__GIVEN ENTRIES__
+++
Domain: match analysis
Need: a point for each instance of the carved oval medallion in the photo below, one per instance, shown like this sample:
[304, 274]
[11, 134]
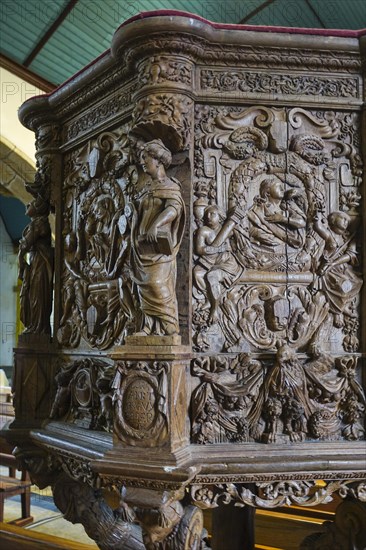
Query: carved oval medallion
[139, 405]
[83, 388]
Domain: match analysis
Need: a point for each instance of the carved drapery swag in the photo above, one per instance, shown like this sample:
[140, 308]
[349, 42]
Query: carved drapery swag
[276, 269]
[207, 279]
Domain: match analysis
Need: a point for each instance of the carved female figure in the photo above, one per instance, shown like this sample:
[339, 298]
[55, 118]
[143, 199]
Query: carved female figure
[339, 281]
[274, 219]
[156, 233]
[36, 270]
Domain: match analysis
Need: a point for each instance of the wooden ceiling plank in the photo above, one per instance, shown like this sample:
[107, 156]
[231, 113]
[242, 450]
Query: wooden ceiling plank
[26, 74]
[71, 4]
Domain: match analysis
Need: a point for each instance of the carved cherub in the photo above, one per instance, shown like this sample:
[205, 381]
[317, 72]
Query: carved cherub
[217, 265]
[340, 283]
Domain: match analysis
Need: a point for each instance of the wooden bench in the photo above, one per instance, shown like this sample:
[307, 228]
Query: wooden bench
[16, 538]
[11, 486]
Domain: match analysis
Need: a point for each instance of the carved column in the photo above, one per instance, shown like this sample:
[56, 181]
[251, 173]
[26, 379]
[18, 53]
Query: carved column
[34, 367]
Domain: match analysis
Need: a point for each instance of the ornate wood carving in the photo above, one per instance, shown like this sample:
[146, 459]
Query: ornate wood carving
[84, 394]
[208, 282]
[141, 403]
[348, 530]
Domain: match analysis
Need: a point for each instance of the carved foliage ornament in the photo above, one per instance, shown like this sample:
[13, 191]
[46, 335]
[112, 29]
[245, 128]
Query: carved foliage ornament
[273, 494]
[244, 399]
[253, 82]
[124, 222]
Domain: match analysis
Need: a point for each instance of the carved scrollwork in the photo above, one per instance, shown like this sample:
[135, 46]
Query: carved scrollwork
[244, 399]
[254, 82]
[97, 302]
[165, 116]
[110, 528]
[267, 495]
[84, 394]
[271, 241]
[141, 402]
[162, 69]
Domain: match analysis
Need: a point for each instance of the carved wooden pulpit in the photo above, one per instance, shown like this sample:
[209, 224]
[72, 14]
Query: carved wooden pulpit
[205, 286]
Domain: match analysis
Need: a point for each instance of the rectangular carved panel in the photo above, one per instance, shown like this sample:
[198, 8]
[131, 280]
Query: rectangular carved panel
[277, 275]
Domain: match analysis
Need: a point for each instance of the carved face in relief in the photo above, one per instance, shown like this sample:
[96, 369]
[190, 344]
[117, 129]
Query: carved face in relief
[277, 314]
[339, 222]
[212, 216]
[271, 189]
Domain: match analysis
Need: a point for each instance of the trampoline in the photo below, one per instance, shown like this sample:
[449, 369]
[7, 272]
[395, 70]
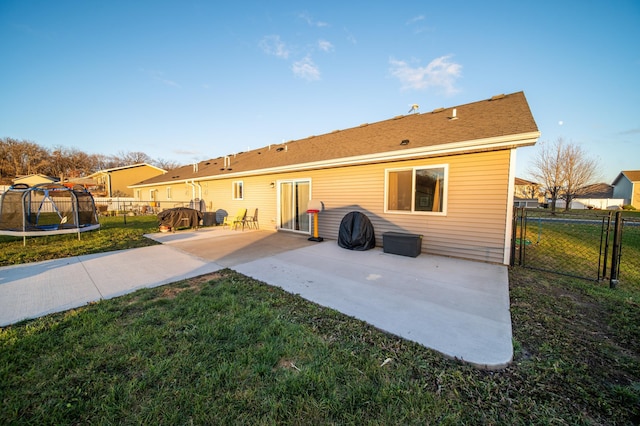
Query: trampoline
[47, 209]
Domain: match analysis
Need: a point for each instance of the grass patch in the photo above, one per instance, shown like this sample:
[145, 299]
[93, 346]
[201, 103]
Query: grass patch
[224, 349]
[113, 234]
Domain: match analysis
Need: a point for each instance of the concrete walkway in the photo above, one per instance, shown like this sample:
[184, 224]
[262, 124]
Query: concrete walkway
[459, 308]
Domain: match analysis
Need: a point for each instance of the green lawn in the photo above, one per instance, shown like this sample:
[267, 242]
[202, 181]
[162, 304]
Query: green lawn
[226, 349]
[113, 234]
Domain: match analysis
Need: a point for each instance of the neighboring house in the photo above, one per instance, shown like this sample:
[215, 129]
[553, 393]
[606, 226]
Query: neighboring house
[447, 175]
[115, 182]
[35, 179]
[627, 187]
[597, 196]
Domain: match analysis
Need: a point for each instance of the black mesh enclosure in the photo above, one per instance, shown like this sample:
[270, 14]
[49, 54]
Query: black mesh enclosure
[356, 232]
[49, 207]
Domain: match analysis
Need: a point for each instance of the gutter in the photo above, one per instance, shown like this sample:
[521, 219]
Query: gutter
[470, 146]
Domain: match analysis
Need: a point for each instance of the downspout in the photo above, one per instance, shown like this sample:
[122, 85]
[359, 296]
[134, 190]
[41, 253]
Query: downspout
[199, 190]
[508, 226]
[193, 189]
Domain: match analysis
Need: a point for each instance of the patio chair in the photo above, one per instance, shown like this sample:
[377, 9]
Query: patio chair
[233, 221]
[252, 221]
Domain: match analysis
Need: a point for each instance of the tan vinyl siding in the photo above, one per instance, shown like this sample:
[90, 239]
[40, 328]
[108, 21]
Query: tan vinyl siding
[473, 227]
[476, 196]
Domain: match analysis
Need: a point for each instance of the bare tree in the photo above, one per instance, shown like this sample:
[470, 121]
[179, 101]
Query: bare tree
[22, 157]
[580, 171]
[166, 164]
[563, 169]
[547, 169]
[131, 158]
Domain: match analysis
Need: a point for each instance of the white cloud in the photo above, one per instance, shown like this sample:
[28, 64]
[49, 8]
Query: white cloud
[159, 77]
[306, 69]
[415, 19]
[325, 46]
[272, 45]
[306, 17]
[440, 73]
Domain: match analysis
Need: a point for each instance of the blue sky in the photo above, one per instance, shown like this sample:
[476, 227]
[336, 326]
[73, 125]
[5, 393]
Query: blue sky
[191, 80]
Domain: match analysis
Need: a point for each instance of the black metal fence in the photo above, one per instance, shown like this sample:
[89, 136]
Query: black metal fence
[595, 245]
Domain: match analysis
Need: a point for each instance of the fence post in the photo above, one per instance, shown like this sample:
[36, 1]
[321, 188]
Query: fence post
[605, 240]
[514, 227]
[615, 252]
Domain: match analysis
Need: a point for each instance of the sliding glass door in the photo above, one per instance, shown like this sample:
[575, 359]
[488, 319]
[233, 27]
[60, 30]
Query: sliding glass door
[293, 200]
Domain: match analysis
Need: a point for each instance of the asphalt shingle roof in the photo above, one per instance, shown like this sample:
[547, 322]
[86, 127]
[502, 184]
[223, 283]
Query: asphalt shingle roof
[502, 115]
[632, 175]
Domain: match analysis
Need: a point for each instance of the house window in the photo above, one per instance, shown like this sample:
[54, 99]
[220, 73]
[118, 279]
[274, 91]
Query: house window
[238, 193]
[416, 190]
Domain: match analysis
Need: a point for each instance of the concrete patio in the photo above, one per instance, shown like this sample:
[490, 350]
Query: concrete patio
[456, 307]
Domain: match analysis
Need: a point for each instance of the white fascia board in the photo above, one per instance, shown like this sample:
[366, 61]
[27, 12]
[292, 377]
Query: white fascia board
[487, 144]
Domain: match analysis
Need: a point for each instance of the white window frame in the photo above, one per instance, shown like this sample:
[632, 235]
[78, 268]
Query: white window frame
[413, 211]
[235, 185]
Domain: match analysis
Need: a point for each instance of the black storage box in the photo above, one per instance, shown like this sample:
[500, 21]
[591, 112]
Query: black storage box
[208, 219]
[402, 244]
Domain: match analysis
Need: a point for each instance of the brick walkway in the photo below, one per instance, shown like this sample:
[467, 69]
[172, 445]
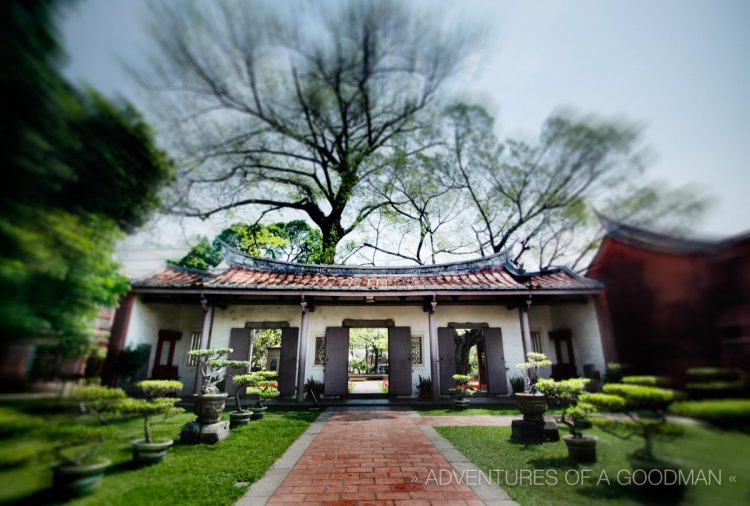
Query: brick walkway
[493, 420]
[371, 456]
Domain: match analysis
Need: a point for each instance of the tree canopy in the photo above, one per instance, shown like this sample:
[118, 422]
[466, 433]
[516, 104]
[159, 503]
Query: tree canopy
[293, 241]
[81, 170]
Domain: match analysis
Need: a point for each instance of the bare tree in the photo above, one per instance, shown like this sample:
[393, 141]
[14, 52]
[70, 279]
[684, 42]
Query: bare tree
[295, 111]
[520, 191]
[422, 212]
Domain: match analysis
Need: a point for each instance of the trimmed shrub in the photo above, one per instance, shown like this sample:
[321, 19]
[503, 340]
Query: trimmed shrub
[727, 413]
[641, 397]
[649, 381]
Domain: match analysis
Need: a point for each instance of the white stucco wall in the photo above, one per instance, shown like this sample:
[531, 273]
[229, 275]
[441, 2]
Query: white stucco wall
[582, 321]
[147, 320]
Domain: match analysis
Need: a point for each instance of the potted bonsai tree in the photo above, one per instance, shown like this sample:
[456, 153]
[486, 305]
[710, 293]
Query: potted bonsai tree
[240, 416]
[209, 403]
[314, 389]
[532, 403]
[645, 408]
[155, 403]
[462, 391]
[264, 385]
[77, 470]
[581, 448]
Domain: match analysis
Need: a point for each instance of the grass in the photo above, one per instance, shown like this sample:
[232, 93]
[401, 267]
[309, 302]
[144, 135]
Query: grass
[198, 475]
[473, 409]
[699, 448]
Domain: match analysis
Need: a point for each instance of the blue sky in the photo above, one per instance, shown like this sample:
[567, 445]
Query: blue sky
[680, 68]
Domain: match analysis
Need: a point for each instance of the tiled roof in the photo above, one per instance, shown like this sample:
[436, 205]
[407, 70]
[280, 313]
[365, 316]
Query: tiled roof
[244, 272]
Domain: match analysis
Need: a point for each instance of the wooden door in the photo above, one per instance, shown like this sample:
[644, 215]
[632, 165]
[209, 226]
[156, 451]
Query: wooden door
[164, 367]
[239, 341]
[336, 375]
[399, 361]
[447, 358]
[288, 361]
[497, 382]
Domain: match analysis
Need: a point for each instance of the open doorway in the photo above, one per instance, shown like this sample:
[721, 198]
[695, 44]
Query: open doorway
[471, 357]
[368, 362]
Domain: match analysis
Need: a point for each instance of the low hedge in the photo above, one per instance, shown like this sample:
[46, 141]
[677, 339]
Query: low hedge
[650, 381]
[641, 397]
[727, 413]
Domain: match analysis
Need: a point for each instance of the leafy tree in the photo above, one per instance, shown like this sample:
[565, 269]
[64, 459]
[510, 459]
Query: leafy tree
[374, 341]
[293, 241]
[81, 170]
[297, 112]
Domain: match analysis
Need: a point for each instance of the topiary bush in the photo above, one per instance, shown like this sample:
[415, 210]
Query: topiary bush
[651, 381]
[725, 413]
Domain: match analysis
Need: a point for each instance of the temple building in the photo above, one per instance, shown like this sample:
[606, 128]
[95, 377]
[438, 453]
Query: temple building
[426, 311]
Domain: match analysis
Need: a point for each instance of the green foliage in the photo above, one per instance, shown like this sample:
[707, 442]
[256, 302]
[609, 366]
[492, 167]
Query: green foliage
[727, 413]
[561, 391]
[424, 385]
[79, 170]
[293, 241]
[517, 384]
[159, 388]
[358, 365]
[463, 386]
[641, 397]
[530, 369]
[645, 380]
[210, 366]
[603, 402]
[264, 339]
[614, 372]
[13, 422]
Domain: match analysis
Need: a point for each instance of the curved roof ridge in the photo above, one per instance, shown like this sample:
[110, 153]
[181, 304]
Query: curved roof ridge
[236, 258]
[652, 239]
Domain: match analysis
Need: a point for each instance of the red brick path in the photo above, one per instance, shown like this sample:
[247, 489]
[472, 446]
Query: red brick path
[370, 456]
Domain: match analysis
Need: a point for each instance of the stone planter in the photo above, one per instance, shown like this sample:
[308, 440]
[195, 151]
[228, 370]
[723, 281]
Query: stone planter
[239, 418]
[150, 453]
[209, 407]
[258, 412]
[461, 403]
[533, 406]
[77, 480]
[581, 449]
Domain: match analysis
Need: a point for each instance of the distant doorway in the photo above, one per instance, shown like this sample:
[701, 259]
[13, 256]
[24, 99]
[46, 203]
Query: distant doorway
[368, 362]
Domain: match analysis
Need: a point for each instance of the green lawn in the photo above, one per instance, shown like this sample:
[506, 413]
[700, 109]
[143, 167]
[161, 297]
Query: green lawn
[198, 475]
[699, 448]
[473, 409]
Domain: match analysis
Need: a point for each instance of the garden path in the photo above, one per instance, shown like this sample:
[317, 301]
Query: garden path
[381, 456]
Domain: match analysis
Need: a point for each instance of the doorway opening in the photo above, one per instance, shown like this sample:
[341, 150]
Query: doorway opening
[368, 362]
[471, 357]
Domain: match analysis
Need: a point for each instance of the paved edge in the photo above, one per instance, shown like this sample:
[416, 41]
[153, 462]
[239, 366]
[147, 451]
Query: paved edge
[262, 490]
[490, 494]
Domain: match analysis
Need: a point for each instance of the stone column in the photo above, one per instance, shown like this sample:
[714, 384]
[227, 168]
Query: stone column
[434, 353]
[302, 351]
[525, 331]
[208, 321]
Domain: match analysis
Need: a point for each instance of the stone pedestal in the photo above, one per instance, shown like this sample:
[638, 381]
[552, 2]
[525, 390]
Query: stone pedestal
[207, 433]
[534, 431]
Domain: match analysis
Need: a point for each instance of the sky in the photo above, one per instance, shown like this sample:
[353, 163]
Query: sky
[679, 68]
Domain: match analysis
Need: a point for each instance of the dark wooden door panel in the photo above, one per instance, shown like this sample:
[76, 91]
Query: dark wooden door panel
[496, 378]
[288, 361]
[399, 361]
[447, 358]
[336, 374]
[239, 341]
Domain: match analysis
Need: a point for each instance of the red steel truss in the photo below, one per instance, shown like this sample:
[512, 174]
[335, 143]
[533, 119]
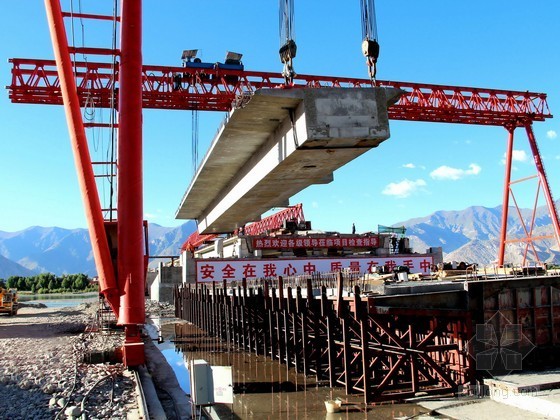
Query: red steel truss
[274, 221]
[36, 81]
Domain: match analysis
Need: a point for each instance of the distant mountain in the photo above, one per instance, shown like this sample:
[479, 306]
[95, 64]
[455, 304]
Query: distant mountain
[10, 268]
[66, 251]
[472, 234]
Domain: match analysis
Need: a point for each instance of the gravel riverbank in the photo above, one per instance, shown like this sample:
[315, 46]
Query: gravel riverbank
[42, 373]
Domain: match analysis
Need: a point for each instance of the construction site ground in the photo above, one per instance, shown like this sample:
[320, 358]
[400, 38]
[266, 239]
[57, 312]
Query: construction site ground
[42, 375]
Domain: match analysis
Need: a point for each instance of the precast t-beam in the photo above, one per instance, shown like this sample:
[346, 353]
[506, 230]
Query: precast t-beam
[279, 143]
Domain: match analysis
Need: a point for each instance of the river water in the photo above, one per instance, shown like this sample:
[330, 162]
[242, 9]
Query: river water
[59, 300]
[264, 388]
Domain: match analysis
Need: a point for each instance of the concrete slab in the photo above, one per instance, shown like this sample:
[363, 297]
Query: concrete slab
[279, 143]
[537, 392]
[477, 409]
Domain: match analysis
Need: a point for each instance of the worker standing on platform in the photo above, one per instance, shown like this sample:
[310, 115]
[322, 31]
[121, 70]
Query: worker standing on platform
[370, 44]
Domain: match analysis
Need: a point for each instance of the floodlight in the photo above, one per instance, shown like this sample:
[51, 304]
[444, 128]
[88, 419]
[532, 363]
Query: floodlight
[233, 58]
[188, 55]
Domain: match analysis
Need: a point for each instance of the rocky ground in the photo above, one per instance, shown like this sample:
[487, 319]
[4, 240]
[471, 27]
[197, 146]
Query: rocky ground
+++
__EXERCISE DETAILS__
Could you filter the entries above for lines holding the string "below" and copy them?

__FINAL ANSWER__
Need: a point for each instance of the carved oval medallion in the photo below, one per instance, shown like this sample:
Need: a point for each instance of the trampoline in the photo below, one per instance, shown like this sample:
Need: a point for each instance of the brick walkway in the photo below, one per instance, shown like this sample:
Need: a point for each instance of the red steel truss in the photo below, one per instance, shown like this sample:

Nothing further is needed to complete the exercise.